Exercises to complete:
• 1. According to the PA clinical rotations passage, why does the change in exam schedule make studying during the clinical year harder? Answer in one to three sentences.
• 2. Set down the part of the PA clinical rotations passage that begins at the words "Taylor also stresses" and stops after the words "with clinical rotations.", keeping every word and mark unchanged.

** Opening Document passage block **

When you begin your clinical rotations, you’ll take the knowledge you learned in the didactic (teaching) portion of your PA training and apply it to the real world.

The things you learn during this period will help you gain the certainty you need to be an effective part of a healthcare team and gain a better understanding of a specialty you might want to pursue once your schooling ends.

Here are some tips to help you survive during this hectic time.

Hacks for Clinical Rotations

Carry these things with you

Writing on Rosh Review, PA-C Kelsey Taylor lists the things she was glad to have in her pockets during her clinical rotations. They include:

  • A stethoscope, penlight and pocket Snellen chart.
  • Medical supplies such as tape, gauze, and extra butterfly needles.
  • Multiple highlighters and colored pens.
  • Granola bar or other healthy, on-the-go snack.
  • A small notebook, plus pocket medical books.

Exam time is different

Taylor writes that studying for clinical year exams was somewhat different than preparing for didactic exams, and she recommends starting earlier and tackling a little at a time.

“I went from having two exams every week to having one exam at the end of every rotation, or every five weeks,” she said.

That change in schedule can make studying difficult, as you might be tempted to put off studying thinking that you have more time, leaving you scrambling in the days before the exam.

Taylor stuck to the EOR topic list and blueprint and crafted two-column study guides, one with the disease and the other relevant information about that disease.

Pay attention to topic lists

Taylor also stresses that students should pay close attention to topic lists and blueprints as topics and contents change along with clinical rotations.

** Closing Document passage block **
** Opening Supplied material block **

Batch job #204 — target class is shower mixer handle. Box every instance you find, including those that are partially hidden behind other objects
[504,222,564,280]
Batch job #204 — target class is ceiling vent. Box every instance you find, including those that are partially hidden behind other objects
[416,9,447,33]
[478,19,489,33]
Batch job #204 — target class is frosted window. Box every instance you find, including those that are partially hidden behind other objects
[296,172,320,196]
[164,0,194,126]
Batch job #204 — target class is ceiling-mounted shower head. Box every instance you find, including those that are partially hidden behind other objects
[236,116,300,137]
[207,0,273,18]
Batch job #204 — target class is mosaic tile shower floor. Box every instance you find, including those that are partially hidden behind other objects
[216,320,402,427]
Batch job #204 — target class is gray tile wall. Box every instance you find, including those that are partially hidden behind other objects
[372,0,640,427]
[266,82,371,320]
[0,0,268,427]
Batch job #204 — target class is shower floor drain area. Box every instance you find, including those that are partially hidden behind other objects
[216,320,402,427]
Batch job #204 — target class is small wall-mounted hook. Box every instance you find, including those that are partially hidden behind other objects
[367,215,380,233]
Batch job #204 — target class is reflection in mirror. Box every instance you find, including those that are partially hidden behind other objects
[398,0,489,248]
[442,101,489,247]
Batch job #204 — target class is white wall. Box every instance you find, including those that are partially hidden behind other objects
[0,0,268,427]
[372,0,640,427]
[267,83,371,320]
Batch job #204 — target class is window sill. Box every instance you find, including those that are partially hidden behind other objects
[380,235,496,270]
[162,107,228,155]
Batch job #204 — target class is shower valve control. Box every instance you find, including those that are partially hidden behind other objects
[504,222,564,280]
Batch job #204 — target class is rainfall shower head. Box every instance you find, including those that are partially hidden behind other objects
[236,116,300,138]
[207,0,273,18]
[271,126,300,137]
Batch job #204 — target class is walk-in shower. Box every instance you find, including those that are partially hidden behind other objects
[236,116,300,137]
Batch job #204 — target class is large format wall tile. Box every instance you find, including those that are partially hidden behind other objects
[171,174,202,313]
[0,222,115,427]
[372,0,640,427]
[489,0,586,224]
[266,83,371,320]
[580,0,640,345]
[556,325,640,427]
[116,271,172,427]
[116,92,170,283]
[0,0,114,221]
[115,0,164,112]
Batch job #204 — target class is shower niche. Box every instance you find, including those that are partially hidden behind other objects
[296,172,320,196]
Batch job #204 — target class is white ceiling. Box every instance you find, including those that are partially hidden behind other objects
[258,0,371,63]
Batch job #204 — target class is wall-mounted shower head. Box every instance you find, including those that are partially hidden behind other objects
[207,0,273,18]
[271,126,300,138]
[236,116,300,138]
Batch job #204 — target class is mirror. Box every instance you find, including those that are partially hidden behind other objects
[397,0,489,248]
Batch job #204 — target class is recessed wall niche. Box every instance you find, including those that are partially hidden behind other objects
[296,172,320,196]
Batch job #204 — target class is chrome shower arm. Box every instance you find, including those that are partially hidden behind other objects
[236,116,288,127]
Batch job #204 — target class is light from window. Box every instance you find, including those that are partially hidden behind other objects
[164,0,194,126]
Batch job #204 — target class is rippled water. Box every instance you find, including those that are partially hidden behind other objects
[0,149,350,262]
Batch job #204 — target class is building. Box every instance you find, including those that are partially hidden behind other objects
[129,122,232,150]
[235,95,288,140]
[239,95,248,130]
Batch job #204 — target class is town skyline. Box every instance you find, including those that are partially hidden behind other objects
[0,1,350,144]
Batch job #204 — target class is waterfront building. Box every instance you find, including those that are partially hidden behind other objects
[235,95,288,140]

** Closing Supplied material block **

Responses for each task:
• 1. Exams shift from two every week to one at the end of each rotation, or every five weeks. With more time between exams, students may be tempted to put off studying and end up scrambling in the days before the exam.

• 2.
Taylor also stresses that students should pay close attention to topic lists and blueprints as topics and contents change along with clinical rotations.